**BRIEF**
Reproduce all of the data that follows, character for character.

--- MATERIAL FOR THIS EXERCISE ---

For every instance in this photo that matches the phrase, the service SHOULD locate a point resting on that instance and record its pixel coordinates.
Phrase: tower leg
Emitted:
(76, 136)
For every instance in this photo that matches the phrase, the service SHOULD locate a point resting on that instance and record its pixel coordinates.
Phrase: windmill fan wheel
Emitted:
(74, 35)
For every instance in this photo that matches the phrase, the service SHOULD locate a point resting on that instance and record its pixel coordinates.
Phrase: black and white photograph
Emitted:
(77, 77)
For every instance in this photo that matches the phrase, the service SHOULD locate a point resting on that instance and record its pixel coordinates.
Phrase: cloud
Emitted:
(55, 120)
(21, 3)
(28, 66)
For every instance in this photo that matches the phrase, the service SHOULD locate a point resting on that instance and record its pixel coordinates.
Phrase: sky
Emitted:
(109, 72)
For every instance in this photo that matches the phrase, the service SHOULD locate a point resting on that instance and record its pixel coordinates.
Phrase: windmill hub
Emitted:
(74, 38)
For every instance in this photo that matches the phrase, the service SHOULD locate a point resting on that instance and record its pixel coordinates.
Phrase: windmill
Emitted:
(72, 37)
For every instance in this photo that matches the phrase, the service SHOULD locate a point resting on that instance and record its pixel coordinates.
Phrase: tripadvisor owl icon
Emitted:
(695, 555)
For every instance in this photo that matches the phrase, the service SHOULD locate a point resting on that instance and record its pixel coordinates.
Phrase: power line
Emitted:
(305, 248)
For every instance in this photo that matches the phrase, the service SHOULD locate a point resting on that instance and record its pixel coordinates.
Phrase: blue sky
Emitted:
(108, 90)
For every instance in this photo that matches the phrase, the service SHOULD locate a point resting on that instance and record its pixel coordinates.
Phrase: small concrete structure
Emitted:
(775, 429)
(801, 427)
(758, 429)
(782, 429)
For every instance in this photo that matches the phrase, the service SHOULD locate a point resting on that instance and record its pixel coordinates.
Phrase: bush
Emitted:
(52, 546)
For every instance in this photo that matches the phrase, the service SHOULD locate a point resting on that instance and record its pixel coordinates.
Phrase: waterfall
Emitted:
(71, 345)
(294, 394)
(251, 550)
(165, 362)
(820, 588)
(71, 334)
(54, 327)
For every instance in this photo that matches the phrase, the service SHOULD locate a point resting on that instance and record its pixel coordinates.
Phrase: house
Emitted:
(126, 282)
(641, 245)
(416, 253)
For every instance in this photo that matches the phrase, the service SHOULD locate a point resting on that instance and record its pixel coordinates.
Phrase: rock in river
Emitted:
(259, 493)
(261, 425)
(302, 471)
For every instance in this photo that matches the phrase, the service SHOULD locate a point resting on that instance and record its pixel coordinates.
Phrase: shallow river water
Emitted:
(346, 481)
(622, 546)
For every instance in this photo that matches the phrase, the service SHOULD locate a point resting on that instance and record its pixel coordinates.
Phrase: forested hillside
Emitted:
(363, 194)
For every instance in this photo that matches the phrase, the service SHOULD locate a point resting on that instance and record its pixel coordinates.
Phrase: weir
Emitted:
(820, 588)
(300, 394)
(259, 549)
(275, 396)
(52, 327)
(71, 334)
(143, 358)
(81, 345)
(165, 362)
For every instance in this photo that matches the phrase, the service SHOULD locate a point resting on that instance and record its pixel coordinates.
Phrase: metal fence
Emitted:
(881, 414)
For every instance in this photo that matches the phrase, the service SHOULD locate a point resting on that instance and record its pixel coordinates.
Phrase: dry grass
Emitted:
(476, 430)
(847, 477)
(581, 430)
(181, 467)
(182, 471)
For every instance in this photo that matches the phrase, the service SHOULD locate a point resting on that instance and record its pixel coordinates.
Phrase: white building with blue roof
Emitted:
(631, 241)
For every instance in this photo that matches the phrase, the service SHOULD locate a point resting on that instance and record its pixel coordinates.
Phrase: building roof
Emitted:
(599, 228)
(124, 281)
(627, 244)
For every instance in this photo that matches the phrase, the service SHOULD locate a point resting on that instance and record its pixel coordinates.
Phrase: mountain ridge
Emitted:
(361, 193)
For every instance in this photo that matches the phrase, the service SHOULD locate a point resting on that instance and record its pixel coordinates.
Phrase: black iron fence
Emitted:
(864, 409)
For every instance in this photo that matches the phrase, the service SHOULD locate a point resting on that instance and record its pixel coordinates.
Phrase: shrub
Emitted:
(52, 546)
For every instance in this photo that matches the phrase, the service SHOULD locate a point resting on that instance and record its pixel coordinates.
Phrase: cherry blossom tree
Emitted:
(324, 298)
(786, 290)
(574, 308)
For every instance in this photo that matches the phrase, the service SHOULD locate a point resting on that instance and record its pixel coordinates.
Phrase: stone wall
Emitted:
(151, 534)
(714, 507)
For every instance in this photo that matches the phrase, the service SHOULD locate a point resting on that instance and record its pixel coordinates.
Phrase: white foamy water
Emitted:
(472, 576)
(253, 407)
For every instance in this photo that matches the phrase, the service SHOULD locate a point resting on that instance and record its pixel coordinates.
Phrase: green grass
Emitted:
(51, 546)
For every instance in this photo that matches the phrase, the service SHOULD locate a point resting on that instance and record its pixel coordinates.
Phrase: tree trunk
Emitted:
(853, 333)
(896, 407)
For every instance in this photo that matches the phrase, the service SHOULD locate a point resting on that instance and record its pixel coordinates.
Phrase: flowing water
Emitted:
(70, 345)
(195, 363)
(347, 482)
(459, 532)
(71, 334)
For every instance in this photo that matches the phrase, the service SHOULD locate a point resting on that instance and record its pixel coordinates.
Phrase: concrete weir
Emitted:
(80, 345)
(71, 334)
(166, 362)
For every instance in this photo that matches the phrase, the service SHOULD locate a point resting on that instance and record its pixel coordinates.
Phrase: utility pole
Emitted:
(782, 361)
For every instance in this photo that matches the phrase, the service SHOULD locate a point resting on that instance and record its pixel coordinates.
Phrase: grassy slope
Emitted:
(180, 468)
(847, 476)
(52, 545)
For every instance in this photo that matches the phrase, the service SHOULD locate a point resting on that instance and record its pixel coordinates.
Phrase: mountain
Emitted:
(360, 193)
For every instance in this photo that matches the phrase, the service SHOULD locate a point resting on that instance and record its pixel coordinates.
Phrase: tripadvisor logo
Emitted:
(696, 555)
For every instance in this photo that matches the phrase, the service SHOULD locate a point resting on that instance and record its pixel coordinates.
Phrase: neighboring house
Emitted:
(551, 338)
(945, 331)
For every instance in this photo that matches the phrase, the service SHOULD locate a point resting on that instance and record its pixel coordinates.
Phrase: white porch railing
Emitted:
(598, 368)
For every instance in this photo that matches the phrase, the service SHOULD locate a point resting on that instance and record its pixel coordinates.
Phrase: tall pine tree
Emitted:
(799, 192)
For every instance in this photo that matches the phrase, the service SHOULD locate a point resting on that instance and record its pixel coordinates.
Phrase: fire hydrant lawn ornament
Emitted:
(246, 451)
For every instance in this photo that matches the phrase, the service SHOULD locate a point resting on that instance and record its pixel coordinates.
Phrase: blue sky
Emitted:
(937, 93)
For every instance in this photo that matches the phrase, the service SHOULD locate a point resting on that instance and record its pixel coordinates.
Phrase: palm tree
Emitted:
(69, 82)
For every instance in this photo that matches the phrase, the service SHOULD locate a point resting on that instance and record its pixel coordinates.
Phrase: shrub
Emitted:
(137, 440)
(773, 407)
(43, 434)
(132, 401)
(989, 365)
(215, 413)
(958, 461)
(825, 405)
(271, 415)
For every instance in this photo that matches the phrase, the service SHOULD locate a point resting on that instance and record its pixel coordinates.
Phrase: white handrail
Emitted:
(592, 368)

---

**RESPONSE TO THE TASK**
For every instance in this photo that matches the phrase, the service SHOULD locate a point resting on that instance and record its pixel coordinates.
Phrase: tower leg
Emitted:
(76, 136)
For every instance in this photo that matches the phrase, the service SHOULD locate a point resting on that instance and record its pixel coordinates.
Phrase: windmill fan wheel
Emitted:
(74, 35)
For every instance in this photo that matches the phrase, the service SHOULD locate a point resting on that instance and record its pixel coordinates.
Phrase: black and white photograph
Emitted:
(77, 77)
For every instance in this photo that matches the phrase, the service SHOULD locate a point resting on that instance and record its pixel coordinates.
Phrase: cloud
Emitted:
(55, 120)
(21, 3)
(28, 66)
For every instance in this photo that matches the phrase, the service SHOULD locate a point resting on that instance and record its pixel coordinates.
Phrase: sky
Emitted:
(109, 72)
For every instance in this photo that matches the phrase, the service SHOULD locate a point resting on that instance and record its pixel coordinates.
Phrase: windmill hub
Emitted:
(74, 38)
For every instance in this photo that matches the phrase, the service SHOULD locate a point resting on that instance and record its pixel coordinates.
Phrase: windmill
Emitted:
(72, 37)
For every instance in this photo that matches the phrase, the service SHOULD locate a point resting on that instance and record its pixel coordinates.
Phrase: tripadvisor owl icon
Emitted:
(695, 555)
For every instance in this photo that matches the phrase, the service SHOULD locate a point resting on that instance and record its pixel coordinates.
Phrase: power line
Emitted:
(305, 248)
For every instance in this photo that matches the phrase, the service SHOULD locate a point resting on that instance and record its pixel coordinates.
Phrase: blue sky
Emitted:
(108, 90)
For every instance in this photo that matches the phrase, the service SHOULD locate a point resting on that instance and record its pixel coordinates.
Phrase: small concrete structure
Emitted:
(775, 429)
(801, 427)
(758, 429)
(782, 429)
For every instance in this photo that matches the phrase, the service SHOULD locate a point resting on that instance and record its pixel coordinates.
Phrase: bush
Emitted:
(52, 546)
For every instance in this photo that matches the phrase, the service SHOULD locate a point resting on that instance and record its pixel coordinates.
Phrase: waterfall
Emitted:
(71, 345)
(294, 394)
(251, 550)
(165, 362)
(820, 588)
(71, 334)
(54, 327)
For every instance in this photo that matches the phrase, the service SHOULD locate a point resting on that instance and record its pixel coordinates.
Phrase: house
Emitted:
(126, 282)
(641, 245)
(416, 253)
For every instance in this photo that matches the phrase, the service SHOULD locate a point resting on that instance and record its pixel coordinates.
Phrase: rock in river
Emitted:
(259, 493)
(261, 425)
(302, 471)
For every instance in this photo that matches the phrase, the service SHOULD locate a point resting on that instance and record its pixel coordinates.
Phrase: shallow river water
Emitted:
(346, 481)
(622, 546)
For every instance in this photo that matches the phrase, the service SHOULD locate a point resting on that instance and record its pixel coordinates.
Phrase: forested hillside
Emitted:
(363, 194)
For every instance in this photo that matches the phrase, the service SHOULD locate a point resting on that instance and record its pixel coordinates.
Phrase: weir
Emitted:
(820, 588)
(300, 394)
(259, 549)
(275, 396)
(52, 327)
(71, 334)
(143, 358)
(81, 345)
(165, 362)
For every instance in this photo that matches the phrase, the service SHOULD locate a point resting on that instance and record its pixel coordinates.
Phrase: metal fence
Emitted:
(881, 414)
For every instance in this photo that matches the phrase, the service SHOULD locate a point resting on that instance and record its pixel coordinates.
Phrase: dry grass
Emitted:
(476, 430)
(847, 477)
(581, 430)
(181, 467)
(182, 471)
For every instance in this photo that matches the phrase, the service SHOULD locate a point resting on that instance and record its pixel coordinates.
Phrase: white building with blue roof
Emitted:
(631, 241)
For every instance in this photo that matches the phrase, the service SHOULD locate a point resting on that instance and record its pixel coordinates.
Phrase: building roof
Emitted:
(599, 228)
(124, 281)
(627, 244)
For every instance in this photo that matches the phrase, the service SHOULD locate a point resting on that instance and record its pixel coordinates.
Phrase: mountain ridge
Emitted:
(361, 193)
For every instance in this photo that matches the phrase, the service SHOULD locate a point resting on that instance and record its pixel coordinates.
Phrase: black iron fence
Emitted:
(864, 409)
For every instance in this photo that matches the phrase, the service SHOULD locate a point resting on that instance and record its pixel coordinates.
Phrase: shrub
Emitted:
(52, 546)
For every instance in this photo that matches the phrase, the service SHOULD locate a point resting on that instance and record its pixel coordinates.
Phrase: cherry blossom tree
Emitted:
(324, 298)
(786, 290)
(574, 308)
For every instance in this photo that matches the phrase, the service SHOULD locate a point resting on that instance and record its pixel coordinates.
Phrase: stone wall
Emitted:
(151, 534)
(714, 507)
For every instance in this photo that matches the phrase, the service SHOULD locate a point resting on that instance and record its pixel coordinates.
Phrase: white foamy water
Emitted:
(472, 576)
(253, 407)
For every instance in this photo that matches the phrase, the service SHOULD locate a point resting on that instance and record its pixel coordinates.
Phrase: green grass
Emitted:
(51, 546)
For every instance in this photo that matches the phrase, the service SHOULD locate a point resting on that instance and record its pixel coordinates.
Phrase: tree trunk
Emitted:
(853, 333)
(896, 407)
For every instance in this photo that matches the phrase, the service SHOULD locate a point resting on that instance and record its pixel coordinates.
Phrase: flowing water
Emitted:
(70, 345)
(195, 363)
(347, 482)
(459, 532)
(71, 334)
For every instance in this photo that matches the phrase, the service SHOULD locate a point resting on that instance and record its pixel coordinates.
Phrase: concrete weir
Emitted:
(80, 345)
(71, 334)
(166, 362)
For every instance in this photo that matches the phrase, the service SHOULD locate a point resting on that instance and record its pixel coordinates.
Phrase: utility pole
Emitted:
(782, 361)
For every instance in this photo that matches the phrase, the service SHOULD locate a point resting on that instance and record its pixel coordinates.
Phrase: grassy slope
Emitted:
(180, 468)
(847, 476)
(52, 545)
For every instance in this photo that matches the phrase, the service SHOULD locate a point resting on that instance and record its pixel coordinates.
Phrase: mountain
Emitted:
(360, 193)
For every instance in this photo that matches the phrase, the service SHOULD locate a point resting on that instance and record its pixel coordinates.
Phrase: tripadvisor logo
Emitted:
(696, 555)
For every instance in this photo that matches the phrase, the service SHOULD locate a point resting on that instance and record its pixel coordinates.
Phrase: neighboring house
Emitted:
(551, 338)
(945, 331)
For every instance in this photo that matches the phrase, the service SHOULD locate a point resting on that instance and record its pixel coordinates.
Phrase: white porch railing
Emitted:
(598, 368)
For every instance in this photo that matches the phrase, the service SHOULD locate a point resting on that instance and record its pixel coordinates.
Phrase: tall pine tree
Emitted:
(799, 192)
For every instance in this photo that matches the phrase, the service SHOULD locate a point resting on that instance and record its pixel coordinates.
Phrase: fire hydrant lawn ornament
Emitted:
(246, 451)
For every instance in this photo that matches the phrase, the service SHOULD locate a point resting on that instance and record its pixel coordinates.
Phrase: blue sky
Emitted:
(937, 93)
For every instance in this photo that matches the phrase, the service SHOULD locate a point resting on that instance and record its pixel coordinates.
Phrase: palm tree
Emitted:
(69, 82)
For every instance in this photo that matches the phrase, the service SHOULD locate a point resting on that instance and record its pixel coordinates.
Phrase: shrub
Emitted:
(137, 440)
(773, 407)
(43, 434)
(132, 401)
(989, 365)
(215, 413)
(958, 461)
(825, 405)
(271, 415)
For every instance in this photo that matches the phrase, the service SHOULD locate a point resting on that instance and record its pixel coordinates.
Phrase: white handrail
Emitted:
(592, 368)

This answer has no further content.